Write out everything in the data from the line containing "spot on fish" down to the line containing "511,388,1102,816", both included, requests and all. Multiply each bounding-box coordinate in the answers by 2.3 and round to the nearest whole number, halves up, leaving every number in the requests unchanged.

----- Material shown -----

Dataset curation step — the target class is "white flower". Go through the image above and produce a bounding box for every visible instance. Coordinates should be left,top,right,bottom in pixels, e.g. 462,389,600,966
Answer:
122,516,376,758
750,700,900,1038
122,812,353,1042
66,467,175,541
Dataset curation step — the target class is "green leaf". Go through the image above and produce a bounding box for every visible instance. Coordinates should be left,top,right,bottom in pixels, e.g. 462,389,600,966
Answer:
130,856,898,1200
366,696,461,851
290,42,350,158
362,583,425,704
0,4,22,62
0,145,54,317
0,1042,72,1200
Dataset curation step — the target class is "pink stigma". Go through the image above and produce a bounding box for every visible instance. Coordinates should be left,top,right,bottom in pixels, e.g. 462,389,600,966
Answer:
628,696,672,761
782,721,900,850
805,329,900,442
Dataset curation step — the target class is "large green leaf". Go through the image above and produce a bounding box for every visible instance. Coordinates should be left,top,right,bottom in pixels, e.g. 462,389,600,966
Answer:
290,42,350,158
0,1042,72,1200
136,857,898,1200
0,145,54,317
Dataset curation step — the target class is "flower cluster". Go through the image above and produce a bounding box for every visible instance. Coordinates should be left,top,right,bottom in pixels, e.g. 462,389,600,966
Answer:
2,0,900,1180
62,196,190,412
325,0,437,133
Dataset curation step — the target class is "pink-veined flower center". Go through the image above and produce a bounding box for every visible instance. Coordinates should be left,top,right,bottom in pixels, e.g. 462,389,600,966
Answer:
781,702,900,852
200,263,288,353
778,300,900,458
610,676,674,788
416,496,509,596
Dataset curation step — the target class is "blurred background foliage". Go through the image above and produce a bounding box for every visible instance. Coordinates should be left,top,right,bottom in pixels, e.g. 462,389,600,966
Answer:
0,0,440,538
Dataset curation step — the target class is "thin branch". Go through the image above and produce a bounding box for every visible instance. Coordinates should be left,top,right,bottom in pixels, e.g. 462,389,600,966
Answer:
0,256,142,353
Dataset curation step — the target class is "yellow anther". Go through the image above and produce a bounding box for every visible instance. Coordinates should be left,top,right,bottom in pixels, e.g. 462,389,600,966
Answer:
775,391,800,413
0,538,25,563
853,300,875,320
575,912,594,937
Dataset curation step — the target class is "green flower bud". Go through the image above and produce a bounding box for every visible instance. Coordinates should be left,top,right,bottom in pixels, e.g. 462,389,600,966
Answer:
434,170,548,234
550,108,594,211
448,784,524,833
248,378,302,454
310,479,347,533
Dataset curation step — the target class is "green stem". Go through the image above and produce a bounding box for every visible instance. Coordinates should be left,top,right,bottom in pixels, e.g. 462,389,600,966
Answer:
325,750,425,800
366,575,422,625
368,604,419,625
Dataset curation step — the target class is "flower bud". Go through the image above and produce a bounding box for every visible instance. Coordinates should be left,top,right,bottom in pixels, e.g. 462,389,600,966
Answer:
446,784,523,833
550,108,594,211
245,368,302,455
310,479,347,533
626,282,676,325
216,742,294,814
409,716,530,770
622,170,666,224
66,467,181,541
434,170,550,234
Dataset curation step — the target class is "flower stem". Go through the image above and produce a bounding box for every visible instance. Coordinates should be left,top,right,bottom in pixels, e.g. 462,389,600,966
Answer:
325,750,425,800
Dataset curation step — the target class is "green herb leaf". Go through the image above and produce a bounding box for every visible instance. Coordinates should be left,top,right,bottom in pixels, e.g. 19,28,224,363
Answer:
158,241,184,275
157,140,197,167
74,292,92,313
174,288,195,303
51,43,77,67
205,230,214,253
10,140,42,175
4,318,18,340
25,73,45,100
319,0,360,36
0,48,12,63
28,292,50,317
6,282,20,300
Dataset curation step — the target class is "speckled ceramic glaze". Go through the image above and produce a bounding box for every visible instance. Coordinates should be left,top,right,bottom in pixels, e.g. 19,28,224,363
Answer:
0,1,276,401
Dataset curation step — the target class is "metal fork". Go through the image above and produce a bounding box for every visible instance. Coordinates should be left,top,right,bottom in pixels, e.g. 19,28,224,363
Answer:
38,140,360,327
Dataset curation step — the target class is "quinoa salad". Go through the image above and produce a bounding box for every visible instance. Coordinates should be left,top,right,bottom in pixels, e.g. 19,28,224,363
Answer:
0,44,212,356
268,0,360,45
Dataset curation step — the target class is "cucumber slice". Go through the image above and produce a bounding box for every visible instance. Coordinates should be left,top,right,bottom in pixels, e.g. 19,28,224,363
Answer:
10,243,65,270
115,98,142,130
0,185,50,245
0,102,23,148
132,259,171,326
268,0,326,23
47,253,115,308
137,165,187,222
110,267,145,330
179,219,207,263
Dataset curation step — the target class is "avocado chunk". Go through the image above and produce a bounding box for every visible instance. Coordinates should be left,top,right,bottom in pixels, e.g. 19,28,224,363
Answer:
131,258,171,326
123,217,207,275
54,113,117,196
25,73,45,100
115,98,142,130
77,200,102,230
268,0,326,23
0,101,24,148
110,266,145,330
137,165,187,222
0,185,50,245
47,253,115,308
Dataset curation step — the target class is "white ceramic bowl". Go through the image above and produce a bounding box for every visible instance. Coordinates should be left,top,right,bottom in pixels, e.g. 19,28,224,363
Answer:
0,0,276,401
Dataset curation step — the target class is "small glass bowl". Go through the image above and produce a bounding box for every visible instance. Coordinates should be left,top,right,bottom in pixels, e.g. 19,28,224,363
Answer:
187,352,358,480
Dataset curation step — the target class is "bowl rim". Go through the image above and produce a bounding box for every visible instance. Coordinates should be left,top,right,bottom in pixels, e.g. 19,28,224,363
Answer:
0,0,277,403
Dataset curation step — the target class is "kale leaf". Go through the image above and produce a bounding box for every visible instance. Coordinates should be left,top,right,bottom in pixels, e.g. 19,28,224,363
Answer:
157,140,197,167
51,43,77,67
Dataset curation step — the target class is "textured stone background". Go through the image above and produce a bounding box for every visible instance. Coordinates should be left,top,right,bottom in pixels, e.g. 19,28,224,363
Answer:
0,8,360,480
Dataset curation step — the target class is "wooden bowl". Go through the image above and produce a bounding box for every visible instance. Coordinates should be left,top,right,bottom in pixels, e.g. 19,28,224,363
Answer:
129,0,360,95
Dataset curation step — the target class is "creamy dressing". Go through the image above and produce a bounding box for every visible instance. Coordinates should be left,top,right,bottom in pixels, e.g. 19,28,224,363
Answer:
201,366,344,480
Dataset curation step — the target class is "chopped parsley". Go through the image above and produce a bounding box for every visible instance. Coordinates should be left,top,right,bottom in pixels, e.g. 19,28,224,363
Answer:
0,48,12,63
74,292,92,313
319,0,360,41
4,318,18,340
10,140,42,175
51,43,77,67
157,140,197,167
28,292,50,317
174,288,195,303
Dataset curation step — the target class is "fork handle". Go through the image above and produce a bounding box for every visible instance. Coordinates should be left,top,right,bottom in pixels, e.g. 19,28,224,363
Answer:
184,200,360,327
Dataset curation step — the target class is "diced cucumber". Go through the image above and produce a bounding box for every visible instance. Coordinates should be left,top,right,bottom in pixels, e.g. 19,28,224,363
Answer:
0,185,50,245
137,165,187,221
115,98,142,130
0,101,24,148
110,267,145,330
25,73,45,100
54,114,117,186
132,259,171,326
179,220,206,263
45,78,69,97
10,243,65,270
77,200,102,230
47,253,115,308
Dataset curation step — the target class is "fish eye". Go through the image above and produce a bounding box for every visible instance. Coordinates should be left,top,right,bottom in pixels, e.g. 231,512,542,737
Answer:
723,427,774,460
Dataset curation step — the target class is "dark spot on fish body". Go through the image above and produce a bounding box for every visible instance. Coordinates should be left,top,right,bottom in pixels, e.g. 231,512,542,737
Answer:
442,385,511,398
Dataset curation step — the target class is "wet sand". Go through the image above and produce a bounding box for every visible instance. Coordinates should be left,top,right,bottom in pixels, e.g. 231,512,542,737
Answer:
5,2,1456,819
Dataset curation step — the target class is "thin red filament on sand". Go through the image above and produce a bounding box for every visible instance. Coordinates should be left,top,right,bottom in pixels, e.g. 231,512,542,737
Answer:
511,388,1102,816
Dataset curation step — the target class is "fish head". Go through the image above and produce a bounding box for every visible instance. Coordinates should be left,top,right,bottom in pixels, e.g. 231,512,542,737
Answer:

-----

*Response to the task:*
Dataset curation step — the target class is "dark spot on fish body". Go through the image above and produce a bounding box for every visible instance. Coordinates should be left,top,right,bottom in pixels, e.g. 231,512,542,737
Answer:
1017,886,1175,915
Dataset curation step — the target class is "wet sand". Go through the image above and produce a bounding box for every visible instance. Coordinates should be left,top,right,bottom in pixels, e.g. 231,512,542,737
Answer:
12,5,3349,1884
Dataset curation step — the target class is "thin red filament on sand". Go through the image above and produce a bounding box for every visible instance. Coordinates should be left,top,right,bottom in pixels, e.g. 231,512,542,737
Answer:
1175,892,2535,1877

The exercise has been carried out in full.